> **WHAT TO PRODUCE**
Pick out every row below that contains the string "green", and copy each one as it appears.

Excerpts from a point labeling dataset:
= = = = = = =

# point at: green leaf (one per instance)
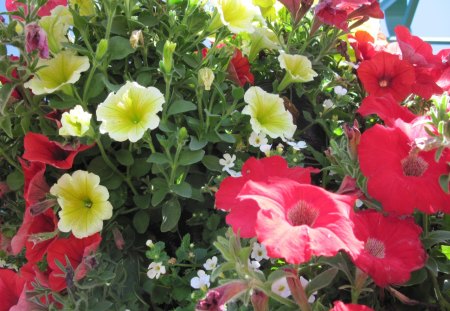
(188, 157)
(119, 48)
(183, 189)
(141, 221)
(124, 157)
(322, 280)
(171, 212)
(180, 106)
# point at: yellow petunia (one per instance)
(131, 111)
(84, 203)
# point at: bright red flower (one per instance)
(38, 148)
(392, 247)
(80, 254)
(401, 176)
(242, 214)
(239, 69)
(386, 107)
(340, 306)
(13, 5)
(298, 221)
(387, 74)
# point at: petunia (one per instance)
(268, 114)
(400, 176)
(79, 252)
(38, 148)
(58, 73)
(84, 203)
(242, 214)
(392, 247)
(297, 221)
(129, 112)
(387, 74)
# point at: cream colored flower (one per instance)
(57, 72)
(76, 122)
(129, 112)
(84, 203)
(267, 113)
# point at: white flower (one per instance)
(281, 288)
(340, 91)
(297, 145)
(201, 281)
(210, 264)
(155, 270)
(259, 252)
(227, 161)
(257, 140)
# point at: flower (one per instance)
(58, 72)
(76, 122)
(297, 221)
(227, 161)
(257, 140)
(129, 112)
(210, 264)
(387, 74)
(84, 203)
(392, 247)
(201, 281)
(400, 176)
(38, 148)
(259, 252)
(268, 114)
(281, 287)
(242, 213)
(155, 269)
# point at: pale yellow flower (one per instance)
(56, 26)
(64, 69)
(267, 114)
(131, 111)
(76, 122)
(84, 203)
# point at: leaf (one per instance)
(119, 48)
(188, 157)
(322, 280)
(171, 212)
(180, 106)
(141, 221)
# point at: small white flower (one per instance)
(327, 104)
(281, 288)
(297, 145)
(259, 252)
(155, 270)
(304, 283)
(201, 281)
(340, 91)
(210, 264)
(227, 161)
(257, 140)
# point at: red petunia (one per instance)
(387, 74)
(297, 221)
(13, 5)
(239, 69)
(38, 148)
(340, 306)
(401, 176)
(242, 214)
(392, 247)
(80, 254)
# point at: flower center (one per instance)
(375, 248)
(302, 214)
(413, 165)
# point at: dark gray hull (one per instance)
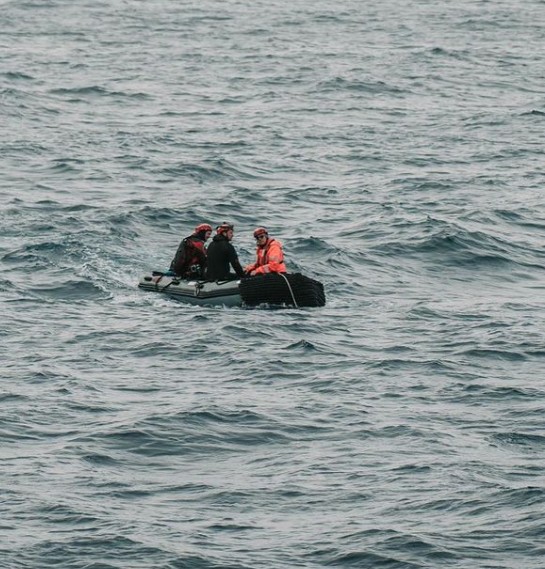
(292, 289)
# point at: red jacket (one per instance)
(270, 259)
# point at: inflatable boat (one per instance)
(274, 289)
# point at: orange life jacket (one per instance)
(270, 258)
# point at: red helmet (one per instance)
(260, 231)
(224, 227)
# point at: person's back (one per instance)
(190, 258)
(221, 255)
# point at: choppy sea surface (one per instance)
(397, 151)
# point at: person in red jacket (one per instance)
(190, 259)
(269, 255)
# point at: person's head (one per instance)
(203, 231)
(261, 235)
(227, 229)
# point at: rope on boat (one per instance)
(290, 289)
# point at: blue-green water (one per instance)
(397, 151)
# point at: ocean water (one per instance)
(397, 151)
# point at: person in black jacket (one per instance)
(190, 259)
(221, 254)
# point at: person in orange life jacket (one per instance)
(269, 255)
(221, 254)
(190, 258)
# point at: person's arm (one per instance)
(235, 263)
(275, 261)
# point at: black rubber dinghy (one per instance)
(293, 289)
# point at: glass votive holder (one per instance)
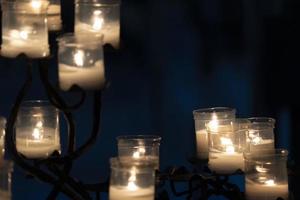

= = = = = = =

> **IN RESPONSE**
# point at: green leaf (one per instance)
# point at: blue-green water (one per instance)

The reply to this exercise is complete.